◆ **PROBLEM DETAILS**
Present every line of the records below as a row of a Markdown table with the columns Row and Entry, numbering the rows and skipping blank lines. Leave the pictures out of the table.

◆ **ENTRIES PROVIDED**
•••••

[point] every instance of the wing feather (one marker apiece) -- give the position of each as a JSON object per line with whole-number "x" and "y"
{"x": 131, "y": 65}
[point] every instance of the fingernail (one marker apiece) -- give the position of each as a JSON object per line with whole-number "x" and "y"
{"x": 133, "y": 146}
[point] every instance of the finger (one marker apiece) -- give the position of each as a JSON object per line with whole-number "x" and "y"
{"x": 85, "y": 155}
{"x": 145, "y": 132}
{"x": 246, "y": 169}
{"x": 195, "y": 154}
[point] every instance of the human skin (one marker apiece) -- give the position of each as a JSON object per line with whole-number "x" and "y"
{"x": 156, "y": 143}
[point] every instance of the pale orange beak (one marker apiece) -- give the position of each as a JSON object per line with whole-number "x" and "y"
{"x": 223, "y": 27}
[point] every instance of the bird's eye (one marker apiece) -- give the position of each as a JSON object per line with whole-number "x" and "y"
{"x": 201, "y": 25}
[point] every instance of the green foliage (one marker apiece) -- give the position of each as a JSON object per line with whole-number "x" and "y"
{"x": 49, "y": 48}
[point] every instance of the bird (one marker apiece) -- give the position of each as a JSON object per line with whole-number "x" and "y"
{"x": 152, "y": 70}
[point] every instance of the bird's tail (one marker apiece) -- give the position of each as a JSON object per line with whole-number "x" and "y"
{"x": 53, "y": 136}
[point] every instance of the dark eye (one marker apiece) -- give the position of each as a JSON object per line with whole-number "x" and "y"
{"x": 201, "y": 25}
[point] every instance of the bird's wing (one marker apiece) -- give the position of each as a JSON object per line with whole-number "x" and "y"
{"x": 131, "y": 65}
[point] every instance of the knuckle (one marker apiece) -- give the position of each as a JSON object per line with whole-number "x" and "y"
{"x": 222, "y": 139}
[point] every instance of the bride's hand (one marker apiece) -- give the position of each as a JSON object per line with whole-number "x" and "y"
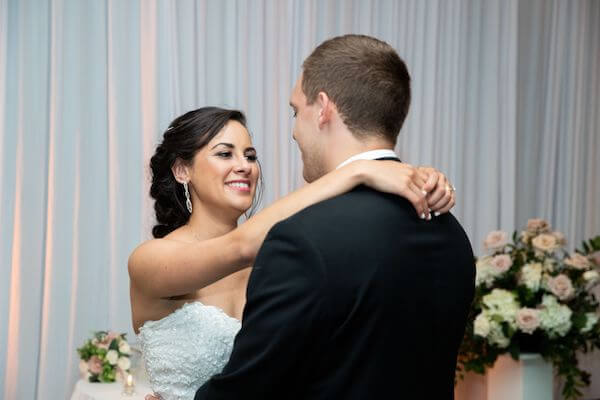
{"x": 441, "y": 196}
{"x": 398, "y": 178}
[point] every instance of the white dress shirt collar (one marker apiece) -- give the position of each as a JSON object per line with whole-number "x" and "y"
{"x": 370, "y": 155}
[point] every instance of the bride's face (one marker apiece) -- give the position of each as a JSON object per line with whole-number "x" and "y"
{"x": 225, "y": 172}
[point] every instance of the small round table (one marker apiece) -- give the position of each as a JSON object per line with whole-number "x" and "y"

•••••

◆ **RESPONSE FOR THIS EXERCISE**
| Row | Entry |
|---|---|
| 1 | [point] every instance of the wing feather (one marker apiece) -- give the position of each as a JSON object per line with whole-number "x" and "y" |
| 2 | {"x": 131, "y": 65} |
| 3 | [point] every instance of the fingernail (one marker apiece) -- give the position of each as a JSON object per line with whole-number "x" and "y" |
| 4 | {"x": 133, "y": 146} |
| 5 | [point] every instance of the finger (one marker apiece) -- give the position of each as a JSON object per line with whole-number "x" and "y" |
| 6 | {"x": 85, "y": 155} |
| 7 | {"x": 145, "y": 132} |
| 8 | {"x": 246, "y": 169} |
| 9 | {"x": 195, "y": 154} |
| 10 | [point] every instance of the human skin (one marker apiece) -- give the position of each as a JSON object per line with whole-number "x" and "y" |
| 11 | {"x": 156, "y": 143} |
| 12 | [point] every instance of the pale orange beak (one marker apiece) -- give the position of each as a JSON object per line with whole-number "x" and "y" |
| 13 | {"x": 223, "y": 27} |
| 14 | [point] every instance of the bird's eye (one marker apiece) -- give the position of each as a JSON object per line with whole-number "x" and "y" |
| 15 | {"x": 201, "y": 25} |
| 16 | [point] every instance of the green foliage (one marker apiece) -- give the position of each as a JSON object per line with whole-number "x" and "y" |
| 17 | {"x": 49, "y": 48} |
| 18 | [point] every instance of the bird (one marker apiece) -- give the position of each as a JSON object per line with whole-number "x" and "y" |
| 19 | {"x": 152, "y": 70} |
| 20 | [point] every instance of the bird's tail (one marker apiece) -- give the position of each as a JSON object per line with whole-number "x" and "y" |
| 21 | {"x": 53, "y": 136} |
| 22 | [point] every instance of the dark eye (one marker apiece) -- give the position of each as a JSON object per line with whole-number "x" and "y" |
| 23 | {"x": 201, "y": 25} |
| 24 | [point] every instance of the bird's wing (one marker apiece) -- give the position of each as a JSON object per line with whole-number "x" and "y" |
| 25 | {"x": 131, "y": 65} |
| 26 | [point] every instance of the knuckle (one marker apiece) -- give the position of each as a JSON object per line with whole-number "x" and "y" |
| 27 | {"x": 222, "y": 139} |
| 28 | [point] every instance of the bride's hand (one marker apiece) -- give the position of each as a JSON object per line with whole-number "x" and "y" |
| 29 | {"x": 441, "y": 196} |
| 30 | {"x": 398, "y": 178} |
| 31 | [point] every instance of the white dress shirt collar (one marker apiece) -- give the position of each as a JSON object per line with whole-number "x" and "y" |
| 32 | {"x": 370, "y": 155} |
| 33 | [point] every instance of the bride's face (one marker apiece) -- give the position of each as a JSON object per line with whole-number "x" and "y" |
| 34 | {"x": 225, "y": 172} |
| 35 | [point] every instance of the small round table (one marker apiece) -- give the position of each as a JSON object per line with whole-number "x" and "y" |